-- Data lines --
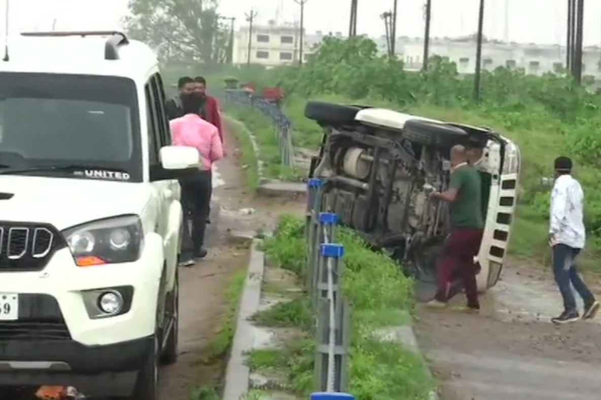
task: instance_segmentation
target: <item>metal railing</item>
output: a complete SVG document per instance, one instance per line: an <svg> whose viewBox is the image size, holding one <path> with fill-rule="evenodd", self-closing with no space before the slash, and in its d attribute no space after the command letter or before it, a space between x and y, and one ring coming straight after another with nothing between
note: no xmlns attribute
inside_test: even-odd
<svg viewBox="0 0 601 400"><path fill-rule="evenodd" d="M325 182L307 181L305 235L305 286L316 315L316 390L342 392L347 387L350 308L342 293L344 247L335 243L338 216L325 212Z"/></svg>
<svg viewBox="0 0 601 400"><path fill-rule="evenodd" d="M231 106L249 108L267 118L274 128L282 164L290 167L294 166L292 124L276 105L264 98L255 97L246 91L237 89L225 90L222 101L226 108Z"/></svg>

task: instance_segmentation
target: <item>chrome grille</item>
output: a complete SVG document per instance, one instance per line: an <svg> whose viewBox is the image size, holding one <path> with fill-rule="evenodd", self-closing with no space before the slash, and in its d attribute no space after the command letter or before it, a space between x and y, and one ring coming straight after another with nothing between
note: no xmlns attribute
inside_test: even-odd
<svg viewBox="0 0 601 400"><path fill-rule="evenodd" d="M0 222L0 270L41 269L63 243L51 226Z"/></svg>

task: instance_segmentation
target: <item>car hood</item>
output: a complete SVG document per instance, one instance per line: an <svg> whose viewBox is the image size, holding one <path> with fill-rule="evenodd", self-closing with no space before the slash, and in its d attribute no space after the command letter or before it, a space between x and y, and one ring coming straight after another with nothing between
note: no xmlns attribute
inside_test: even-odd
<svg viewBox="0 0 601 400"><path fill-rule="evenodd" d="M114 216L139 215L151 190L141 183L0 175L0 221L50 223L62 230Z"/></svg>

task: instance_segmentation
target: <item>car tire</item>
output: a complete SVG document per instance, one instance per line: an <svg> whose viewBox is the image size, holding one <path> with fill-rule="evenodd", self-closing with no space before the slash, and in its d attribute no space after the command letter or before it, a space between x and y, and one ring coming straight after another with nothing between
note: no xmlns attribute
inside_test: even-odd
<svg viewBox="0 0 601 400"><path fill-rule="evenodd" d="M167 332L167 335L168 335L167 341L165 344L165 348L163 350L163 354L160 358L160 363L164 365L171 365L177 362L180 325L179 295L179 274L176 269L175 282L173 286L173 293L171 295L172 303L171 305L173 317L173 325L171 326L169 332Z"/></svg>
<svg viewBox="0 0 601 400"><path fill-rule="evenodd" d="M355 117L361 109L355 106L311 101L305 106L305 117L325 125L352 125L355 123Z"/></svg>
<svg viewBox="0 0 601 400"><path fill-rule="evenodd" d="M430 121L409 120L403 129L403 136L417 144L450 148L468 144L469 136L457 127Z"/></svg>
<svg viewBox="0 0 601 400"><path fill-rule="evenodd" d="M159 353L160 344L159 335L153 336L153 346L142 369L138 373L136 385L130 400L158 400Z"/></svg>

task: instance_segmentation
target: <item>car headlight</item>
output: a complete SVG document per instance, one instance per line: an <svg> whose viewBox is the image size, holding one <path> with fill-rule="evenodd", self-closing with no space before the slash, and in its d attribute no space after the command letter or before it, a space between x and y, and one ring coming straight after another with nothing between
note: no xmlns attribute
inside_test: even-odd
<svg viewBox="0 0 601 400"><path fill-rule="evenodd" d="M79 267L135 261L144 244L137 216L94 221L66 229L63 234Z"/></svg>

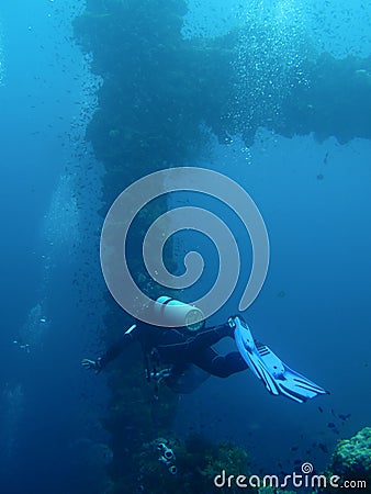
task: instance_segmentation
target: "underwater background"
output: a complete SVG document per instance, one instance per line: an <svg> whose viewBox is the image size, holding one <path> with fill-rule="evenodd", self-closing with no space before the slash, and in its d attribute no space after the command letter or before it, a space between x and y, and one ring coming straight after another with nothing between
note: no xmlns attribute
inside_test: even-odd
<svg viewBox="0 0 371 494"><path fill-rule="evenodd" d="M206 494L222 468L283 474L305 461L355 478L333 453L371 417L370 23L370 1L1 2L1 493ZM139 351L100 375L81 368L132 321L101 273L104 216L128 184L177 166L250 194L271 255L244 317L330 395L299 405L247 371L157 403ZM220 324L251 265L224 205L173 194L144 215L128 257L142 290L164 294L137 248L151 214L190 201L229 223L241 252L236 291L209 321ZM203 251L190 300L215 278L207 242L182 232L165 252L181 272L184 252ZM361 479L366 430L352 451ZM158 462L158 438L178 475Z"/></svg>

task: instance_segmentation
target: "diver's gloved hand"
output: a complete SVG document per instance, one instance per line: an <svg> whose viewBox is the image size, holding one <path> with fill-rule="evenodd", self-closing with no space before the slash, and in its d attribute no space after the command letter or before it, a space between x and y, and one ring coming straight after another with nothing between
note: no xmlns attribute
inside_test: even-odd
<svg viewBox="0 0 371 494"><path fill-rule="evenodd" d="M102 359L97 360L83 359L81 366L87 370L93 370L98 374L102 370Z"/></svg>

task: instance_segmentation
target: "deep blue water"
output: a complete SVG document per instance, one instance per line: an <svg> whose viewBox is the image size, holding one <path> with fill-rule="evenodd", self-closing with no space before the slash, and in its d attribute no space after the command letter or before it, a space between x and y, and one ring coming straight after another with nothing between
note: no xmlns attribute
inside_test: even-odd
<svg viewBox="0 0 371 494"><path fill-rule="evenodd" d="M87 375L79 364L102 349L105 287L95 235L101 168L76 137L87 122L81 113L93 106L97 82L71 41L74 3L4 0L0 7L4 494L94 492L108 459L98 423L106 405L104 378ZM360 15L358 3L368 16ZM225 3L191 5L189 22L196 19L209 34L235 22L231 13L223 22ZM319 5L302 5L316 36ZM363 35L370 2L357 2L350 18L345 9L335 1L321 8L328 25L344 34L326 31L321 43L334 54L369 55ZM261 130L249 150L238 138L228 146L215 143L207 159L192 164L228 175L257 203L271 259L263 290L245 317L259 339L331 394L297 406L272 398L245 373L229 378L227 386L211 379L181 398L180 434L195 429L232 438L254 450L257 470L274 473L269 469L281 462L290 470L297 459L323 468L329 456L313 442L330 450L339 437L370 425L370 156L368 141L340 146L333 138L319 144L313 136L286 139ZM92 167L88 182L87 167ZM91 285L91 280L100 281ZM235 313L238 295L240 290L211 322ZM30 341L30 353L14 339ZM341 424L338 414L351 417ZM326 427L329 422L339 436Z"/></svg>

* * *

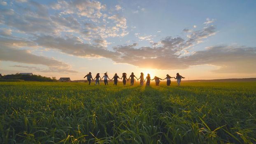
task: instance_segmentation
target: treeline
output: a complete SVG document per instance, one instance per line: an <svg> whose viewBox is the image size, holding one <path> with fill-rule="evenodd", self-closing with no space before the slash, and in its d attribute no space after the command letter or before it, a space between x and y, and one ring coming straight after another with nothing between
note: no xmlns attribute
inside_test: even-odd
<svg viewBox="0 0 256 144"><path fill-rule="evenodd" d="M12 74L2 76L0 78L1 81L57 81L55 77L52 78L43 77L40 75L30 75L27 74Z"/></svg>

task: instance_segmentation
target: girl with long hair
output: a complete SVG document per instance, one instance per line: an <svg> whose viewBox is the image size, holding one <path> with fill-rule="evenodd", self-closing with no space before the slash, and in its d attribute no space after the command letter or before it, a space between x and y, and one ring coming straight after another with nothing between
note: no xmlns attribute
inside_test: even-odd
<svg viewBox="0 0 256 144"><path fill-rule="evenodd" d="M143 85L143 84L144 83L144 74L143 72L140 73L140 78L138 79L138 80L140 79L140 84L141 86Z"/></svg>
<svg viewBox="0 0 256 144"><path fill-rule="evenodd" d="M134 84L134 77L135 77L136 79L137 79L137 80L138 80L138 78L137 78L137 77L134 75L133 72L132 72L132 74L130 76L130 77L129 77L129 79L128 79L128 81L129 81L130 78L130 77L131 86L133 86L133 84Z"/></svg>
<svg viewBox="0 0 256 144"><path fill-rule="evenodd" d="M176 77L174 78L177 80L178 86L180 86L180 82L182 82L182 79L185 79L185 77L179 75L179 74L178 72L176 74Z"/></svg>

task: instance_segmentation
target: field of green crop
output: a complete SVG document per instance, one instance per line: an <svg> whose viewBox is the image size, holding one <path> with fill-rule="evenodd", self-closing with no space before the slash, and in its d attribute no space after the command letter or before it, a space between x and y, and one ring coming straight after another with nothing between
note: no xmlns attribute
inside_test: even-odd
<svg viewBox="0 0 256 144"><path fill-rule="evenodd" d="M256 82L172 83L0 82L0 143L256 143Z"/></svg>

-- Exercise aim --
Show every line of the records above that contains the string "item".

-- Exercise output --
target: <item>metal railing</item>
target: <item>chrome grille</item>
target: <item>car hood</item>
target: <item>car tire</item>
target: <item>car headlight</item>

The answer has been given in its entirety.